_PROVIDED DATA_.
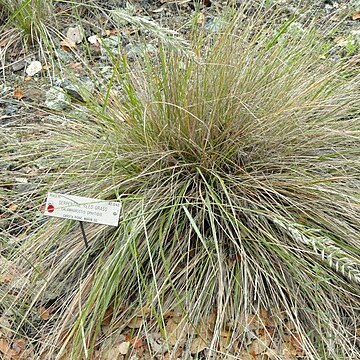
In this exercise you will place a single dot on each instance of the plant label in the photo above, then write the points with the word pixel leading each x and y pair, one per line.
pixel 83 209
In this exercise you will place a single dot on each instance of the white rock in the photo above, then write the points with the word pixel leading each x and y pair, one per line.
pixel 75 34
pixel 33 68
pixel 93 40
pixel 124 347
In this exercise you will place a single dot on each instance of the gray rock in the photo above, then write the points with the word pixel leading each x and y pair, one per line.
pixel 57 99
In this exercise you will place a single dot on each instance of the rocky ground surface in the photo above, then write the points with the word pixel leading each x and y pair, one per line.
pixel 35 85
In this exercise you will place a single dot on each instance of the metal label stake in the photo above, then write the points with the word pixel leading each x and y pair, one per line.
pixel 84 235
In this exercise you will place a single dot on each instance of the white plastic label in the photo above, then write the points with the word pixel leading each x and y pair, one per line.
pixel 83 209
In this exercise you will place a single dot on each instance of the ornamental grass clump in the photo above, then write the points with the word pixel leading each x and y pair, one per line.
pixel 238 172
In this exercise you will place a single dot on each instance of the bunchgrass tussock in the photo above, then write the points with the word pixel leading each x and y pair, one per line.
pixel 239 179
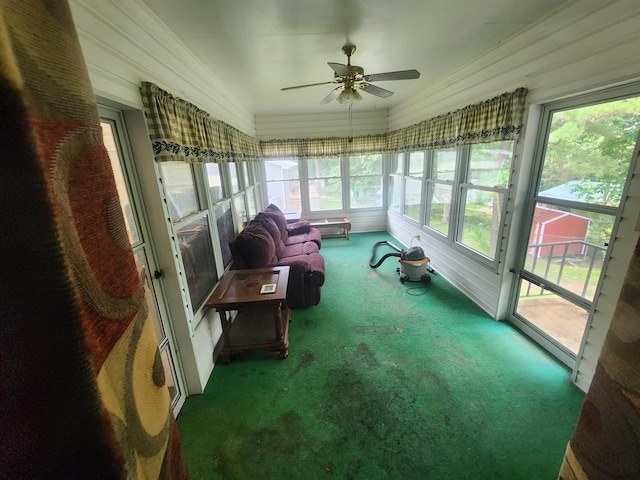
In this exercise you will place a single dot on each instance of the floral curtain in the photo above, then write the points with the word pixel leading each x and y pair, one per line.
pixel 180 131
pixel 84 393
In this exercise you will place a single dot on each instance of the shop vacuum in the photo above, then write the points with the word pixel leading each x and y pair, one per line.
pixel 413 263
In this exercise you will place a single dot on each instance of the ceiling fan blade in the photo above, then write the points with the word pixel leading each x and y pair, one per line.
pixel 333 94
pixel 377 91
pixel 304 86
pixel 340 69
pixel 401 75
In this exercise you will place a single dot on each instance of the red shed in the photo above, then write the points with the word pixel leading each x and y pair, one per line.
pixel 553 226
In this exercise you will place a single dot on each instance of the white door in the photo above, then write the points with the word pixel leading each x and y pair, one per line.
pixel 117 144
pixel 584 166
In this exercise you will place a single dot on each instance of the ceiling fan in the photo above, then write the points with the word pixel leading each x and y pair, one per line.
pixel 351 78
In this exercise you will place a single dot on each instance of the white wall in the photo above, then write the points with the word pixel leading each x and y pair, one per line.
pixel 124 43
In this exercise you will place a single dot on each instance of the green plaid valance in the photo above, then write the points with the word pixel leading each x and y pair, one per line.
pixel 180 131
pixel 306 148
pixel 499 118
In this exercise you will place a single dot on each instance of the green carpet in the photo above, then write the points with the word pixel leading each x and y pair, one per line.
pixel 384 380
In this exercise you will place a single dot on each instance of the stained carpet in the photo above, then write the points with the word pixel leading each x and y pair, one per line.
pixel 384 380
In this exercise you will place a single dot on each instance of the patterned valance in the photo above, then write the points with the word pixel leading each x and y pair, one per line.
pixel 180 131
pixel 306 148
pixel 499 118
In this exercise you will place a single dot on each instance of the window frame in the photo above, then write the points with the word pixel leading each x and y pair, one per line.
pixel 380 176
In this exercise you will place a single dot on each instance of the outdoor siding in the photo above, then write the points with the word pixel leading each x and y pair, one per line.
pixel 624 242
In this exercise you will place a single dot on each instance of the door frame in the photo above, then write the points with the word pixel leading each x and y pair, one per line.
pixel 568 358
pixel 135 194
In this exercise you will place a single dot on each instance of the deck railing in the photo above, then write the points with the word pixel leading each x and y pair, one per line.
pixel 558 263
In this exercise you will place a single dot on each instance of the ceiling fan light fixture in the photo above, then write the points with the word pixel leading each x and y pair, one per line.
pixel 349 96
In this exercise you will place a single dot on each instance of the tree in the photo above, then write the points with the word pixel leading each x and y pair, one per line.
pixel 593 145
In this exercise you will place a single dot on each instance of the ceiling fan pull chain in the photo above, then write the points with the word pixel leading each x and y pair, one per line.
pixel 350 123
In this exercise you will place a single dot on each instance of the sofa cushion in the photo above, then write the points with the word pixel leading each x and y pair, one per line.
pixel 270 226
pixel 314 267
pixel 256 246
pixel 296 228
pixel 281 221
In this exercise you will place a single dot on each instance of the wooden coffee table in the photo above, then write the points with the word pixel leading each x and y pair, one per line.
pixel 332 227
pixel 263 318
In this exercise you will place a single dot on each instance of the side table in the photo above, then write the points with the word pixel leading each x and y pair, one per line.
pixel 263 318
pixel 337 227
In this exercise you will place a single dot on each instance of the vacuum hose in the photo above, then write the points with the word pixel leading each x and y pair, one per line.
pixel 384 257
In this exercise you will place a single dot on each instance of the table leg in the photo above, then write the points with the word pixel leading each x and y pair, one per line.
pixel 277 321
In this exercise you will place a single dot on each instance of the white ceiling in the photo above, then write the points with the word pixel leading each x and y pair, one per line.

_DIRECTIONS FOR THIS TASK_.
Copy out the records exactly; the pictures stay behind.

_WRITTEN ANSWER_.
In this exercise you will place a single dot on each instance of the plant label in the photo above, then write the points with the word pixel leading each x and y pair, one per line.
pixel 83 209
In this exercise you will place a single dot on each instance of the white rock in the photo above, then write the points with the word pixel leading each x and y pair, one per line.
pixel 75 34
pixel 33 68
pixel 93 40
pixel 124 347
In this exercise you will place a single dot on each instance of the gray rock in the photo above, then write the points with the word pixel leading each x and y pair, one per line.
pixel 57 99
In this exercise you will place a single dot on each instance of the rocky ground surface in the photo above, then write the points with the word pixel leading each x and y pair, one per line.
pixel 35 85
In this exercise you will place a single dot on each instance of the metal label stake in the photo above, then write the points with the word pixel leading each x and y pair, one per line.
pixel 84 235
In this exercise you will place a single dot on each instance of the white plastic label in the photo above, then write the points with the word pixel leading each x and y pair, one per line.
pixel 83 209
In this exercise you will place a single dot on each instance of the ornamental grass clump in the photo above, then write the points with the word pixel leading each x and y pair, one per line.
pixel 238 172
In this exercise you will place a single dot on each instance of the bunchgrass tussock in the photo above, then write the points with the word pixel leading each x and y pair, one per line.
pixel 239 179
In this exercise you will place a single dot on each instance of the floral curtain in the photo above, then write the points with the word pixel leading each x and y pair, one per line.
pixel 180 131
pixel 84 393
In this exercise you will place a single dot on each instance of the shop vacuum in the photo above, then write the points with the word pixel leading each x and y pair, one per line.
pixel 413 263
In this exercise you will place a single dot on each instance of the ceiling fan blade in the photo above, then write the points with the word pixel leading each x and y pair, one per line.
pixel 333 94
pixel 377 91
pixel 304 86
pixel 340 69
pixel 401 75
In this exercise you will place a single dot on each instance of the red shed in the photo above, then write the points with the word pixel leading each x and y pair, one per line.
pixel 553 226
In this exercise you will place a single dot on each instance of the white door in the photo above, then write the points with the word pixel leading each x and y pair, one per line.
pixel 117 144
pixel 584 166
In this exercise you will place a single dot on each instance of the ceiling fan in the photo above, then write the points with the word pixel leading each x and y pair, one per line.
pixel 351 78
In this exercise you will place a single dot on each instance of the white wall in the photo above, then write the points with the word pixel leading each x and y pair, one per line.
pixel 124 43
In this exercise you will place a single dot on each instance of the green plaid valance in the photo above, then write the points with the word pixel leading each x and y pair, one per line.
pixel 180 131
pixel 306 148
pixel 499 118
In this exercise you will place a single dot on each instance of the green carpet in the photo above, then write the points with the word pixel leading each x and y pair, one per line.
pixel 384 380
In this exercise you will place a single dot on each instance of the stained carpet in the photo above, then write the points with the word pixel leading each x and y pair, one per line.
pixel 384 380
In this exercise you will place a single dot on each instance of the patterned valance in the photo above, then write the points with the word pixel leading each x and y pair, one per line.
pixel 180 131
pixel 306 148
pixel 499 118
In this exercise you will place a single dot on each instance of the window frame in the photo above, then write the points with the word pixel leading each x and y pair, one per line.
pixel 380 176
In this exercise you will place a single dot on each instance of the outdoor siding in the photo above, then write the points with the word pixel leading each x and y pair, one per line.
pixel 624 242
In this exercise you will place a single dot on each instance of the door frame in the photo above, then write the points with the word pixel leading each x and y pair, one per line.
pixel 568 358
pixel 135 194
In this exercise you will place a single dot on each instance of the deck railing in the photo above, then write the points with the word pixel leading each x and y pair, one per line.
pixel 558 263
In this exercise you will place a single dot on each instance of the ceiling fan light fixture in the photo above, then write the points with the word pixel leading each x and y pair, one per line.
pixel 349 96
In this exercise you will place a single dot on each instance of the tree in the photo above, then write the points with the word pixel leading each x and y pair, one per line.
pixel 593 145
In this exercise you will place a single dot on each instance of the ceiling fan pull chain in the photo above, then write the points with the word pixel leading each x and y pair, one per line.
pixel 350 123
In this exercise you will place a single dot on each instance of the sofa cushion in the photo above, then write the points with the word pixel leading each x and y pair, one per line.
pixel 270 226
pixel 314 267
pixel 256 246
pixel 296 228
pixel 281 221
In this exercise you will place a single dot on each instance of the wooden coffee table in the photo above, then write the points with the word pixel leading each x and y pair, one per line.
pixel 332 227
pixel 263 318
In this exercise you will place a single dot on each instance of the side table in the photo above, then write the points with the word pixel leading each x and y pair, one per line.
pixel 263 318
pixel 337 227
In this exercise you will place a single dot on each instance of the vacuum hose in the photo above, then write the points with the word pixel leading each x and y pair, one per line.
pixel 384 257
In this exercise you will place a single dot on each instance of the table leg in the photo above, then write the points with the word pixel leading each x and y pair, one per line.
pixel 277 321
In this exercise you will place a single dot on each instance of the white ceiling in the photo above, then write the points with the word pixel leading each x and y pair, one per line.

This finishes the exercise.